## WHAT IS NEEDED
A complete and exact copy of the data below is required.
────────────────────────────────────────
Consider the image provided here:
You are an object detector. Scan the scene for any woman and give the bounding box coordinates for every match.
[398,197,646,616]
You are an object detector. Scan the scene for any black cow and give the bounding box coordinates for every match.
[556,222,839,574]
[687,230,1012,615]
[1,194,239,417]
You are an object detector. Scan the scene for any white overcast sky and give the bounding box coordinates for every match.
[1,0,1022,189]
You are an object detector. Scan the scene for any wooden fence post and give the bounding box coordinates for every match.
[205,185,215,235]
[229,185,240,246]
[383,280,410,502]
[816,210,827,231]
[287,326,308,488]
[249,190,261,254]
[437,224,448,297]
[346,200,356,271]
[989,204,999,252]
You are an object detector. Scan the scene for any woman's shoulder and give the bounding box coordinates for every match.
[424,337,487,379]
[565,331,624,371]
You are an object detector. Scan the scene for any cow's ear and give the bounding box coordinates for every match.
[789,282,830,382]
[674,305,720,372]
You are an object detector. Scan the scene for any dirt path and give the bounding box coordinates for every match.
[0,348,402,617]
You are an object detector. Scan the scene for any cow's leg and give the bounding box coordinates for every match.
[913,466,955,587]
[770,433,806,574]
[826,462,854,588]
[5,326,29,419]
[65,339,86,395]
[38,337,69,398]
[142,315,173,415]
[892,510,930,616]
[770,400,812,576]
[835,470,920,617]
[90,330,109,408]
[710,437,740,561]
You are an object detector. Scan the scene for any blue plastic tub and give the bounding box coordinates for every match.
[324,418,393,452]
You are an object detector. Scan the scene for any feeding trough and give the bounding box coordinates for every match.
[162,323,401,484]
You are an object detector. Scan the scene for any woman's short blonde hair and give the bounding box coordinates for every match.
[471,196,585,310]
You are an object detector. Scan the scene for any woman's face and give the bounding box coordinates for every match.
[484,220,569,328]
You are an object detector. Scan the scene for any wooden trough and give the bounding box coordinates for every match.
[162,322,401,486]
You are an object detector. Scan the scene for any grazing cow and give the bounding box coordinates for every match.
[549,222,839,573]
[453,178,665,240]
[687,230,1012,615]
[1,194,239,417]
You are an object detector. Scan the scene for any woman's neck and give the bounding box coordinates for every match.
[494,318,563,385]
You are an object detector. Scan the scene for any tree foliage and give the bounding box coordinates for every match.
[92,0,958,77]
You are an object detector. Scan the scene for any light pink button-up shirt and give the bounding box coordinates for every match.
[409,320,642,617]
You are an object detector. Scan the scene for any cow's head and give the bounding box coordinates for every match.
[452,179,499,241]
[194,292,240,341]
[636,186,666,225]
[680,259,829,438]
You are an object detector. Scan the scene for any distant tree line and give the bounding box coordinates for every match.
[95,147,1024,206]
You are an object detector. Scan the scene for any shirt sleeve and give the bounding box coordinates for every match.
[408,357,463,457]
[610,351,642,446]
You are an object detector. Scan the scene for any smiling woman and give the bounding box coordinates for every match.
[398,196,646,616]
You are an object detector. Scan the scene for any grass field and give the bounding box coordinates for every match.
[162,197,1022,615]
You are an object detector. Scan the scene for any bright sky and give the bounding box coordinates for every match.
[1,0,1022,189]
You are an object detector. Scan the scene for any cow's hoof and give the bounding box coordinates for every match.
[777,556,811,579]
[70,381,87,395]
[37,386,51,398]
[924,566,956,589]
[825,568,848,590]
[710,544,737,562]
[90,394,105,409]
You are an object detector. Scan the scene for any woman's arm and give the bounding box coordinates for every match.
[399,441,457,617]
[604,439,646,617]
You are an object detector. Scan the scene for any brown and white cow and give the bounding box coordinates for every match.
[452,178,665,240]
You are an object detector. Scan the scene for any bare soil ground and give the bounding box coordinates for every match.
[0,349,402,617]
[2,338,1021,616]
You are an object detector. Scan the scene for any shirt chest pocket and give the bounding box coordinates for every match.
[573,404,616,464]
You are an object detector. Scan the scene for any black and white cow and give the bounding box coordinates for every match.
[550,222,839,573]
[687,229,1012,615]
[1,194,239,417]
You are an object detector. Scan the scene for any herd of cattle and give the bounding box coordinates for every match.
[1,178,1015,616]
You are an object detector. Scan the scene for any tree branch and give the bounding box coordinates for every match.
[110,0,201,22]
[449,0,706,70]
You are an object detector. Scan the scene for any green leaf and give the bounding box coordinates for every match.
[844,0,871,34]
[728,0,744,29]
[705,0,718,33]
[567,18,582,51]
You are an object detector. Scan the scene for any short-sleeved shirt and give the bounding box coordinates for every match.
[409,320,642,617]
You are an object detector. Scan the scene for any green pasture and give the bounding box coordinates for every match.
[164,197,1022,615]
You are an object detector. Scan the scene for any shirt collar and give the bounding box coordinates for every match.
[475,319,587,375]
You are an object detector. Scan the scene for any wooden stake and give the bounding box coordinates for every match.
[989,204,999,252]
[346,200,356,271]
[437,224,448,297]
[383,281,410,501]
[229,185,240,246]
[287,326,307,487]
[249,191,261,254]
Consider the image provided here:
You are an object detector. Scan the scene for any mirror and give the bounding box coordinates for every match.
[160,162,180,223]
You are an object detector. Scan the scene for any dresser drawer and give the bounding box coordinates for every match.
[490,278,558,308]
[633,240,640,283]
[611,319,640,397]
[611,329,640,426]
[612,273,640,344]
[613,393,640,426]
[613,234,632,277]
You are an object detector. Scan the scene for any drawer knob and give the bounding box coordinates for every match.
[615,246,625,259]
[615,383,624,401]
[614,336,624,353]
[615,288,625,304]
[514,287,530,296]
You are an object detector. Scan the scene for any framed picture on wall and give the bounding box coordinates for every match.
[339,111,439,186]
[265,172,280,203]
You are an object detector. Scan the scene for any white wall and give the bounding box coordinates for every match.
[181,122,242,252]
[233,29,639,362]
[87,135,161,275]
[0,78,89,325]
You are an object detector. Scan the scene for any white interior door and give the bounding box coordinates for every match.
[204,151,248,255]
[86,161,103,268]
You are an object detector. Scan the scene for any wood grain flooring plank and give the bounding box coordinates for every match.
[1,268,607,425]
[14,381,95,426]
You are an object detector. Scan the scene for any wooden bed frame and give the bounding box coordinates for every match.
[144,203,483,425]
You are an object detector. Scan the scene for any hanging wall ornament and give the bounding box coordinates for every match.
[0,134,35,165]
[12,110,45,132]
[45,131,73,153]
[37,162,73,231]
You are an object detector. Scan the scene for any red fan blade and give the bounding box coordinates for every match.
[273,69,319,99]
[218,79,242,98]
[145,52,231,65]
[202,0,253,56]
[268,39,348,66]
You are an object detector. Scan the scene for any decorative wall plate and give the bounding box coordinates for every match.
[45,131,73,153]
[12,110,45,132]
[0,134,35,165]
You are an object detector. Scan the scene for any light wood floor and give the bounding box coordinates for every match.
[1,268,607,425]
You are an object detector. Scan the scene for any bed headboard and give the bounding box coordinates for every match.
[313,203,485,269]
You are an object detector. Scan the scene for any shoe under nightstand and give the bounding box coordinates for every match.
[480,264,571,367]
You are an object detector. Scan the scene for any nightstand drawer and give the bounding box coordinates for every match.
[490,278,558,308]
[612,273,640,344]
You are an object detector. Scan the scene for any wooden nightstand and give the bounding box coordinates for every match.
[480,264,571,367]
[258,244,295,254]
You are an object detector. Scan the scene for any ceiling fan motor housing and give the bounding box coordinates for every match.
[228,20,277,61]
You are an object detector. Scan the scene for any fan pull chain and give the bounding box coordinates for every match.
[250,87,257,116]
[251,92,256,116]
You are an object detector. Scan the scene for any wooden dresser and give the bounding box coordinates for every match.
────────────────────────────────────────
## REPLY
Consider the image provided here:
You are an object detector. Scan the scene for any woman and give the bounding box coordinates for every match.
[398,197,646,616]
You are an object detector. Scan the scene for any black cow and give the bounding box coordinates for every match.
[556,222,839,574]
[687,230,1012,615]
[1,194,239,417]
You are an object detector. Scan the scene for any white overcast sky and give the bounding box coordinates for every match.
[1,0,1022,189]
You are an object detector. Scan the scene for any wooden fence post and give the bounding box coordinates for every match.
[205,185,215,235]
[229,185,240,246]
[383,280,410,502]
[816,210,827,231]
[287,326,308,488]
[249,190,261,254]
[437,224,448,297]
[346,200,356,271]
[989,204,999,252]
You are an object detector. Scan the scene for any woman's shoulder and give the bounding box coordinates for every match.
[424,337,487,379]
[565,331,624,371]
You are an object detector. Scan the scene for any cow's ear and give the bounding box coordinates for every match.
[789,282,830,382]
[674,305,720,372]
You are an object detector. Scan the scene for any dirt path and give the bounding box coordinates for every match.
[0,348,402,617]
You are an object detector. Scan the scene for any cow's leg and give the bounding box coordinates for every match.
[913,466,955,587]
[770,433,806,574]
[826,462,854,588]
[5,326,29,419]
[65,339,86,395]
[38,337,69,398]
[142,315,173,415]
[892,510,930,616]
[770,400,812,576]
[835,470,920,617]
[90,330,109,408]
[710,437,740,561]
You are an object detector. Scan the scene for any blue plastic tub and give the bounding box coordinates for every match.
[324,418,393,452]
You are an object detector. Scan the scene for any feeding trough and give the bounding box coordinates for every match.
[162,323,401,484]
You are an object detector. Scan the scene for any woman's short blonde hair and give the bounding box coordinates for every match.
[471,196,585,310]
You are an object detector. Scan the scene for any woman's face and give the bounding box coordinates for every match.
[484,220,569,328]
You are an object detector. Scan the scene for any wooden trough and give the bounding box coordinates for every match.
[162,322,401,486]
You are an object detector. Scan the scene for any grazing cow and give the bounding box coordinates for every match.
[549,222,839,573]
[453,178,665,240]
[687,230,1012,615]
[1,194,239,417]
You are an object detector. Scan the scene for any woman's neck and give the bounding box coordinates for every match.
[494,318,563,385]
You are an object detector. Scan the scene for any tree foliage and give the bounding box coordinates for every match.
[92,0,958,77]
You are an object detector. Scan the scene for any light pink button-up shirt and give the bounding box coordinates for every match.
[409,320,642,617]
You are an object detector. Scan the scene for any cow's head and give the bounding box coordinates for every match.
[452,179,499,241]
[194,292,240,341]
[636,186,666,225]
[680,259,829,438]
You are an object detector. Scan the scene for any distant tree line and give the bounding box coordinates for every match.
[95,147,1024,206]
You are an object detector. Scan the scene for any shirt sleeve and give the bounding box coordinates for every match.
[408,357,463,457]
[610,351,642,446]
You are an object detector. Scan the scene for any smiling woman and give the bounding box coordinates for every match.
[398,196,646,616]
You are an object detector. Scan the scene for any grass field and give the bounding box coordinates for every match.
[162,197,1022,615]
You are an object detector. Scan the scene for any bright sky and give the bounding box coordinates for every match.
[1,0,1022,189]
You are an object detector. Scan the scene for any cow's hoof and give the bounding box coordinates for every match.
[777,556,811,579]
[70,381,87,395]
[37,386,51,398]
[924,566,956,589]
[825,568,848,590]
[710,544,737,562]
[90,394,105,409]
You are an object detector. Scan the scene for any woman's arm and give the bounding box coordinates for every match.
[399,441,457,617]
[604,439,646,617]
You are an object detector. Scan the scene for any brown and white cow and give the bounding box coordinates for every match.
[452,178,665,240]
You are an object detector. Scan the scene for any bare soil ground and give the bounding box coordinates for every match.
[0,349,402,617]
[2,338,1021,616]
You are an object detector. Scan the scene for any shirt chest pocket and give the bounding box coordinates for every match.
[573,404,616,464]
You are an object detector. Scan the scene for any black and white cow and give the bounding box coordinates for every match.
[550,222,839,573]
[687,229,1012,615]
[1,194,239,417]
You are an object detector. Scan the scene for any herd of cattle and give the bounding box coordinates for every match.
[1,178,1015,616]
You are an object detector. Scan the scene for any tree branch and give the bounding box coordinates for every match.
[110,0,201,22]
[449,0,706,70]
You are an object detector. Scan the scene for any green leaf and give the bounding box coordinates for every match.
[844,0,871,34]
[728,0,744,29]
[705,0,718,33]
[567,18,582,51]
You are an object detector. Scan the scene for any short-sleeved shirt and give the bounding box coordinates for every match.
[409,320,642,617]
You are an object detector. Scan the scene for any green pasture and give the bounding box coordinates for every match.
[164,197,1022,615]
You are an object detector. Scan the scene for any shirt collar and give the bounding box coordinates for every match.
[475,319,587,375]
You are an object detector. Scan the scene for any wooden stake and give the bounding box coordinates for every match.
[989,204,999,252]
[346,200,356,271]
[437,224,448,297]
[383,281,410,501]
[229,185,240,246]
[287,326,307,487]
[249,191,261,254]
Consider the image provided here:
You are an object detector. Scan the scene for any mirror and give the bounding box coordinates for every match.
[160,162,180,223]
You are an object detector. Scan the scene for any dresser drawer and give the bounding box coordinates for every match.
[490,278,558,308]
[633,240,640,283]
[611,319,640,397]
[611,329,640,426]
[612,273,640,344]
[613,393,640,426]
[613,234,632,277]
You are an object detector. Scan the scene for any drawer knob and give the bounding box coordinates for every match.
[615,246,625,259]
[615,383,624,401]
[614,336,624,353]
[615,288,625,304]
[514,287,530,296]
You are an object detector. Scan the scene for any framed picture on wall and give the bounding box coordinates for every match.
[339,111,439,186]
[265,172,280,203]
You are an object detector. Scan the scene for any white wall and give the bounding box coordinates for every match.
[181,122,242,252]
[233,29,639,362]
[87,135,161,275]
[0,78,89,325]
You are an object detector. Scan the scene for any white interior door and give the bounding box coordinates for every match.
[204,151,248,255]
[86,161,103,268]
You are an object detector. Scan the scene for any wood grain flooring plank and give the bounding box coordinates for every match.
[1,268,607,425]
[14,381,95,426]
You are an object detector. Scan the scene for any wooden bed frame and give the bounding box coordinates for every match.
[144,203,483,425]
You are an object detector. Scan the scene for any hanging wall ornament and give the bounding box coordinates for every match.
[0,134,35,165]
[12,110,45,132]
[45,131,73,153]
[37,162,73,231]
You are an object detector. Scan the scene for any red fan blade and give the bounding box coordinates for every match.
[273,69,319,99]
[218,79,242,98]
[145,52,231,65]
[202,0,253,56]
[268,39,348,66]
You are an object detector. Scan the scene for any decorative wall plate and give the bounding box coordinates for every match.
[45,131,73,153]
[12,110,45,132]
[0,134,35,165]
You are an object detector. Scan the scene for any light wood floor and give the bounding box coordinates for every match.
[1,268,607,425]
You are an object detector. Scan the scene for any bed headboard and give the bounding box coordinates for every match.
[313,203,485,269]
You are an object detector. Scan the scene for any shoe under nightstand and give the bounding box coordinates for every match.
[480,264,571,367]
You are an object detector. Scan the scene for any nightstand drawer and give the bounding box coordinates for every match.
[490,278,558,308]
[612,273,640,344]
You are an object detector. Scan the scene for any wooden nightstand and give the bounding box coordinates for every match.
[480,264,571,367]
[258,244,295,254]
You are an object detector. Scan the scene for any ceiling fan motor housing and give the bounding box coordinates for every match.
[228,20,277,61]
You are an object detector. Scan the scene for any fan pull chain and give the bounding box coordinates for every match.
[250,87,257,116]
[251,92,256,116]
You are an object detector. Scan the scene for any wooden dresser and give the bounding box coordinates for every match.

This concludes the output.